WRITTEN INSTRUCTION: Locate each line in the records below that contains the word "vanity" and copy those lines.

• • •

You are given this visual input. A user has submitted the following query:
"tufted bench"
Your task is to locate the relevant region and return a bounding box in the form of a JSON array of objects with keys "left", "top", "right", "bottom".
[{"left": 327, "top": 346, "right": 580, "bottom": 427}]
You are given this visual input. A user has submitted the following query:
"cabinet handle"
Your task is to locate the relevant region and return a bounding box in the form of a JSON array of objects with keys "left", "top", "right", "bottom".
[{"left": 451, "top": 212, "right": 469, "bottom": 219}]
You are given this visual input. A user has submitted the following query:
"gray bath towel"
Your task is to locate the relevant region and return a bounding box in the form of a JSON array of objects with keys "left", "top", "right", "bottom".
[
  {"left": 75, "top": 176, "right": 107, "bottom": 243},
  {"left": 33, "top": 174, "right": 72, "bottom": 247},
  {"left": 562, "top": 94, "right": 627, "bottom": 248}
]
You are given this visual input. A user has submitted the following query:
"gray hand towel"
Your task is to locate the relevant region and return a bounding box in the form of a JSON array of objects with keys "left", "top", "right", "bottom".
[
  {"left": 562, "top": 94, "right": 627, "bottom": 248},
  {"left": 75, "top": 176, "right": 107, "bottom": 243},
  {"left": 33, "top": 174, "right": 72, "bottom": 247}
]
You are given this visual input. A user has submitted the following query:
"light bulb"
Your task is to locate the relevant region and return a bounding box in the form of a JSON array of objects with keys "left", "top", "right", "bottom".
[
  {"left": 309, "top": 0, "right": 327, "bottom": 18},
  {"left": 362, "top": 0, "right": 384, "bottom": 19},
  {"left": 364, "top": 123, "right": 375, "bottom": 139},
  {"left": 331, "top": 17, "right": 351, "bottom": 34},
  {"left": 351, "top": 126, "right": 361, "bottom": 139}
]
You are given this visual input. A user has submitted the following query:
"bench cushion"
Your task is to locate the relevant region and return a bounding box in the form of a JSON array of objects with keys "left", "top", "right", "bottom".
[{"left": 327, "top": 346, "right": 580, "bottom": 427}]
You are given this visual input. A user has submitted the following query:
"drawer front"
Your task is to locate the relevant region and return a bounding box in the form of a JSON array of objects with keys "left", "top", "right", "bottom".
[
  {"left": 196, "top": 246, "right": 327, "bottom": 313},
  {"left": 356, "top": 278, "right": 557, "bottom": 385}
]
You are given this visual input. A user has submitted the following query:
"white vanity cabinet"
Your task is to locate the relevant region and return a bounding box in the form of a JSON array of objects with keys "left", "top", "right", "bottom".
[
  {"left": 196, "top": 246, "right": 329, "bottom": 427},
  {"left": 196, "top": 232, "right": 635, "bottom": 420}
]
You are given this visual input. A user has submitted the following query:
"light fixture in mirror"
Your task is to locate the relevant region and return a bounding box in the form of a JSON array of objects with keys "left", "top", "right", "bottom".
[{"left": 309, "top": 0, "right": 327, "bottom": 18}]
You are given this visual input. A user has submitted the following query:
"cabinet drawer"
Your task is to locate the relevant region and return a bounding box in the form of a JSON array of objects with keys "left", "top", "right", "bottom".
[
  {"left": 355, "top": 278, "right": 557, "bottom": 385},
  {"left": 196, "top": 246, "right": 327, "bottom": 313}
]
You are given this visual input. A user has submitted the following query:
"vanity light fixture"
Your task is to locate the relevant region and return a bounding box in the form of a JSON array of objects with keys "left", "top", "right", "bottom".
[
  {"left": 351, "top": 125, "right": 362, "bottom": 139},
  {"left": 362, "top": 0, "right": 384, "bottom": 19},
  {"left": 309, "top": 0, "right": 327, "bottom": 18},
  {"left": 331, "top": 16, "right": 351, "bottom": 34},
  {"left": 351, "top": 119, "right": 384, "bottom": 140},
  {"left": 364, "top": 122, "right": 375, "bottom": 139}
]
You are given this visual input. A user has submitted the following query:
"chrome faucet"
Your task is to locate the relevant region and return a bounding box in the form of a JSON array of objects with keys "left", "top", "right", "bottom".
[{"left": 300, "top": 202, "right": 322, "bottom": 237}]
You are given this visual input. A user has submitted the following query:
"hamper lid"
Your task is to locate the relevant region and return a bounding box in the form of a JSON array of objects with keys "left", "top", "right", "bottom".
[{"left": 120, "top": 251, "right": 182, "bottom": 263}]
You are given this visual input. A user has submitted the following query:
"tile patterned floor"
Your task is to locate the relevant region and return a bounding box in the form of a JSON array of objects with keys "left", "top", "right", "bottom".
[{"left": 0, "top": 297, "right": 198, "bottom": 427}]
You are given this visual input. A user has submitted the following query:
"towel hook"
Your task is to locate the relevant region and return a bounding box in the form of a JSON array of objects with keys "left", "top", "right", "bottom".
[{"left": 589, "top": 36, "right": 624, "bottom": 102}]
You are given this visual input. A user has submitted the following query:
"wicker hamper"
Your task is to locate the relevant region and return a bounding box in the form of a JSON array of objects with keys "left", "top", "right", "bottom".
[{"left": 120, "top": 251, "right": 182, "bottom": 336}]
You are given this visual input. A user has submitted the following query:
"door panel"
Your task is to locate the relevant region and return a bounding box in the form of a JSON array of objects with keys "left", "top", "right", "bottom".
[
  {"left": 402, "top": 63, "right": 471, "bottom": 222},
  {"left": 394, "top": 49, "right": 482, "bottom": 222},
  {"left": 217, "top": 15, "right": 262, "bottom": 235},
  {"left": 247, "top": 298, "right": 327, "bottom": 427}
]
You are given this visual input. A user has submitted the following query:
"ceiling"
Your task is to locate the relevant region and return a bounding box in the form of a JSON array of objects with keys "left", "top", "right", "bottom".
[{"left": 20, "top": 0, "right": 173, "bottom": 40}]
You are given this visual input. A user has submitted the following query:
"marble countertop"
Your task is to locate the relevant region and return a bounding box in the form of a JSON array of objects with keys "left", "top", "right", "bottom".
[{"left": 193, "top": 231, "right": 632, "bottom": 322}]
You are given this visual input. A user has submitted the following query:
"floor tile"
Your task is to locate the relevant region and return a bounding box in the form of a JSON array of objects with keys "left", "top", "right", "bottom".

• • •

RESULT:
"white vanity cabinet"
"vanity light fixture"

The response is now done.